SOURCE TEXT:
--*--
Why planning works to preserve family businesses

 

Despite all the press coverage about the death tax, in reality, few people worry about confiscatory estate taxes.  However, those owning family businesses and farms seem to provide a disproportionate share of federal and state revenues at death.  Although there is some temporary federal relief offered if you accept the moving goal post formula for estate taxes, the operative word is “temporary”.  A significant and new problem for many is the increasing percentage of estates subject to higher income taxes and the recently enacted estate and inheritance taxes imposed by revenue-starved states. 

 

The solution?

Consider making charitable gifts of those assets that trigger both income and estate tax at death (income in respect of a decedent or IRD), and keep the estate from ballooning in value.   With a little prior planning, there is no need to pay unnecessary taxes if owners freeze the value of their growing business and transfer it before tax liabilities mount up.  How does that work?  Easily, but few taxpayers take advantage of their right to make tax-free gifts to heirs on a regular basis.  It is a shame, because over time, significant value can be compressed and given via lifetime and annual exclusion gifts, especially if husband and wife join to make full use of gifts to children, in-laws, and grandchildren.  For many families with four married children, and grandchildren, it is common for half a million dollars in estate value to be transferred free of tax.  By making those gifts repeatedly over the years, most estates would see significant tax savings.  Yet few families take advantage of this right. Why?  Most family business owners resist making gifts fearing loss of control, and are unwilling to take a proactive long-range view of the planning process.
--*--
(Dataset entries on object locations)

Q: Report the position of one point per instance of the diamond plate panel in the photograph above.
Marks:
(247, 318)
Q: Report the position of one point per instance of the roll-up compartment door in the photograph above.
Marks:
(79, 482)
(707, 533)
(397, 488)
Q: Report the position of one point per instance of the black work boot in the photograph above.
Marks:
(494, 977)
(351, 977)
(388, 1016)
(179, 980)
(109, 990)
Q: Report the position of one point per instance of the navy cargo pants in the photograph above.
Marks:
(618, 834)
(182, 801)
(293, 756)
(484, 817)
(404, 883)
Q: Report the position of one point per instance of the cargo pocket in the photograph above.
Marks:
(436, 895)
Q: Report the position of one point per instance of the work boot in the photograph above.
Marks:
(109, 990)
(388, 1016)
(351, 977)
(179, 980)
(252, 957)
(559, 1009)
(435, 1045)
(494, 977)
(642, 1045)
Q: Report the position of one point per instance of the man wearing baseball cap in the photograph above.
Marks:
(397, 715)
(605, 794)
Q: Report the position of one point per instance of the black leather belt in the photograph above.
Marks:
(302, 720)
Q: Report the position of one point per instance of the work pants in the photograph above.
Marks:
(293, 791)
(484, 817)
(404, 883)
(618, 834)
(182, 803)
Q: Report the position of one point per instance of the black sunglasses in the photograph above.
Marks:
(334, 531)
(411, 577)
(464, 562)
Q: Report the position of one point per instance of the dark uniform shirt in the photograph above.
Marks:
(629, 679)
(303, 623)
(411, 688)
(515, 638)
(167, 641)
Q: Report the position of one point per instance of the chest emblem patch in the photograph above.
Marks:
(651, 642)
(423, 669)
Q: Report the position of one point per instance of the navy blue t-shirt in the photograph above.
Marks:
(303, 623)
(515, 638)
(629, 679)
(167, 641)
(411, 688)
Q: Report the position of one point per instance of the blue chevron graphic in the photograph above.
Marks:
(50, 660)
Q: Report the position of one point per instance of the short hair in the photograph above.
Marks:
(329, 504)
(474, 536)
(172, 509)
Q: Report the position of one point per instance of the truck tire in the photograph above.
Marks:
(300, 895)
--*--
TASKS TO PERFORM:
**a.** According to the estate planning article, why do most family business owners resist making gifts?
**b.** Please update the entries from the line holding "sunglasses in the photograph above." through the end of the entries, inclusive, changing "Marks" to "Points" and leaving everything else the same. Return only those lines.
The estate planning article and the entries are unrelated to each other.

TASK RESPONSES:
**a.** They fear loss of control and are unwilling to take a proactive long-range view of the planning process.

**b.**
Q: Report the position of one point per instance of the black sunglasses in the photograph above.
Points:
(334, 531)
(411, 577)
(464, 562)
Q: Report the position of one point per instance of the dark uniform shirt in the photograph above.
Points:
(629, 679)
(303, 623)
(411, 688)
(515, 638)
(167, 641)
Q: Report the position of one point per instance of the chest emblem patch in the photograph above.
Points:
(651, 642)
(423, 669)
Q: Report the position of one point per instance of the navy blue t-shirt in the photograph above.
Points:
(303, 623)
(515, 638)
(629, 679)
(167, 641)
(411, 688)
Q: Report the position of one point per instance of the blue chevron graphic in the photograph above.
Points:
(50, 660)
Q: Report the position of one point per instance of the short hair in the photograph above.
Points:
(329, 504)
(474, 536)
(172, 509)
Q: Report the position of one point per instance of the truck tire in the photograph above.
Points:
(300, 895)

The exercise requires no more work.